### Document passage

Working through Brexit
Tristan is the Founder, Publisher and Editor-in-Chief at LawSpring. He is also a future trainee at a City law firm and is currently completing the Accelerated Legal Practice Course
Prior to the Brexit referendum, prominent voices in the Conservative Party — namely, Boris Johnson, Michael Gove and Priti Patel — saw ditching EU regulations, including employment regulations, as one of the major benefits of Brexit.[1] Now, in a less determinate post-referendum world, pragmatism and electorate appeal have trumped economic ideology. Theresa May has promised that workers’ rights will ‘continue to be guaranteed in law’ after Brexit and even ‘enhanced’.[2] But how will it work?

### Request 1
Copy the Brexit passage between "Working through Brexit" and "will it work?", inclusive.
### Request 2
Decide whether each statement agrees with the Brexit passage, answering yes or no and quoting the words of the passage that settle it: (a) Tristan is a future trainee at a City law firm. (b) Theresa May said workers' rights would be reduced after Brexit. (c) Priti Patel saw ditching EU regulations as one of the major benefits of Brexit.
### Request 3
According to the Brexit passage, which course is Tristan currently completing?
The records have no role in this work.

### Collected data
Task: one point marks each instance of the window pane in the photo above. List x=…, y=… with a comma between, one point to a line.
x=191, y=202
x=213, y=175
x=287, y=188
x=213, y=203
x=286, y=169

### Correct result 1
Working through Brexit
Tristan is the Founder, Publisher and Editor-in-Chief at LawSpring. He is also a future trainee at a City law firm and is currently completing the Accelerated Legal Practice Course
Prior to the Brexit referendum, prominent voices in the Conservative Party — namely, Boris Johnson, Michael Gove and Priti Patel — saw ditching EU regulations, including employment regulations, as one of the major benefits of Brexit.[1] Now, in a less determinate post-referendum world, pragmatism and electorate appeal have trumped economic ideology. Theresa May has promised that workers’ rights will ‘continue to be guaranteed in law’ after Brexit and even ‘enhanced’.[2] But how will it work?

### Correct result 2
(a) Yes: "He is also a future trainee at a City law firm"
(b) No: "Theresa May has promised that workers’ rights will ‘continue to be guaranteed in law’ after Brexit and even ‘enhanced’."
(c) Yes: "prominent voices in the Conservative Party — namely, Boris Johnson, Michael Gove and Priti Patel — saw ditching EU regulations, including employment regulations, as one of the major benefits of Brexit."

### Correct result 3
The Accelerated Legal Practice Course.